FRAGMENTO DE TEXTO →
══════════════════════════════

La Convención para la prevención y sanción del delito de genocidio, auspiciada por Naciones Unidas, circunscribía las conductas genocidas a las perpetradas sobre grupos nacionales, étnicos, raciales o religiosos e incluía en el concepto, además de otro tipo de actos, los de sometimiento intencional a condiciones de existencia que hubieran de acarrear la destrucción total o parcial de alguno de dichos grupos.
Ciertamente, no se incluyeron para la caracterización de los grupos humanos afectados las condiciones sociales o políticas, pero hay que tener en cuenta que la convención es de finales de 1948, con el mundo recién salido de la Gran Guerra y que, a pesar de que, según parece, formaban parte del borrador inicial, la incipiente política de bloques impidió su inclusión.

══════════════════════════════

INFORMACIÓN REGISTRADA →
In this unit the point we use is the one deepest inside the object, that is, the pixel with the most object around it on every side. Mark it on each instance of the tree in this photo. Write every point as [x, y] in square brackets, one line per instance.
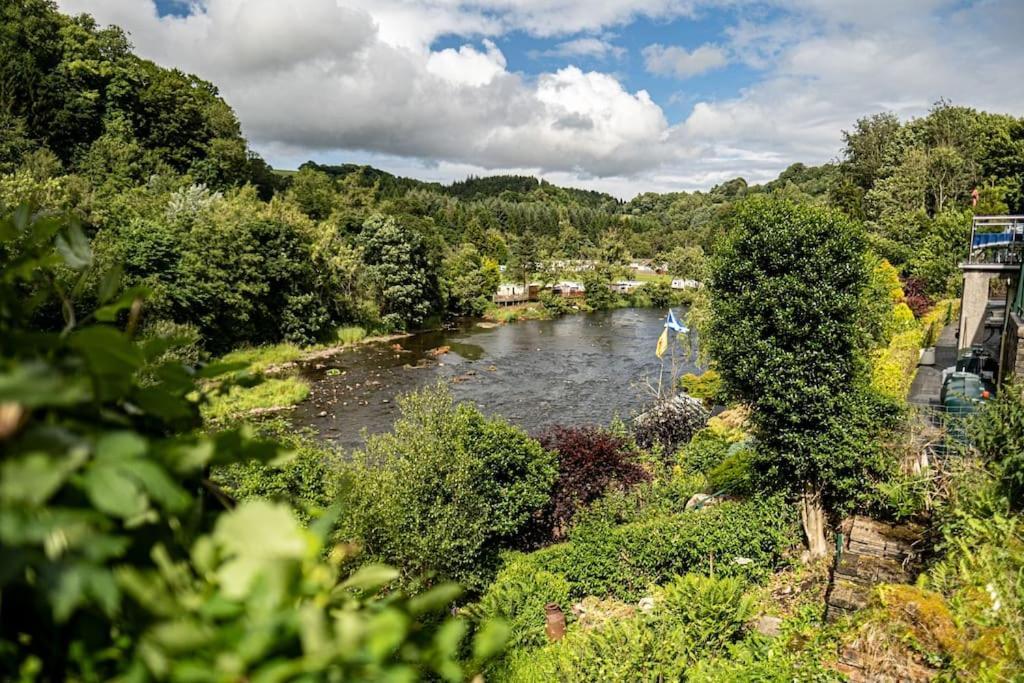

══════════════════════════════

ACCIONES A REALIZAR →
a – Según el fragmento de texto, ¿a qué grupos circunscribía la Convención las conductas genocidas?
b – Explique, a partir del fragmento de texto, por qué la convención no incluyó las condiciones sociales o políticas para caracterizar a los grupos humanos afectados.
c – Reproduzca el fragmento de texto desde las palabras que contienen "La Convención para" y deténgase después de "de dichos grupos.". En ese tramo, renombre "Naciones Unidas" como "la ONU".
El listado no tiene ningún papel en lo que aquí se pide.

RESPUESTAS →
a – A los grupos nacionales, étnicos, raciales o religiosos.

b – Aunque al parecer esas condiciones formaban parte del borrador inicial, la incipiente política de bloques impidió su inclusión. El texto añade que la convención es de finales de 1948, cuando el mundo acababa de salir de la Gran Guerra.

c –
La Convención para la prevención y sanción del delito de genocidio, auspiciada por la ONU, circunscribía las conductas genocidas a las perpetradas sobre grupos nacionales, étnicos, raciales o religiosos e incluía en el concepto, además de otro tipo de actos, los de sometimiento intencional a condiciones de existencia que hubieran de acarrear la destrucción total o parcial de alguno de dichos grupos.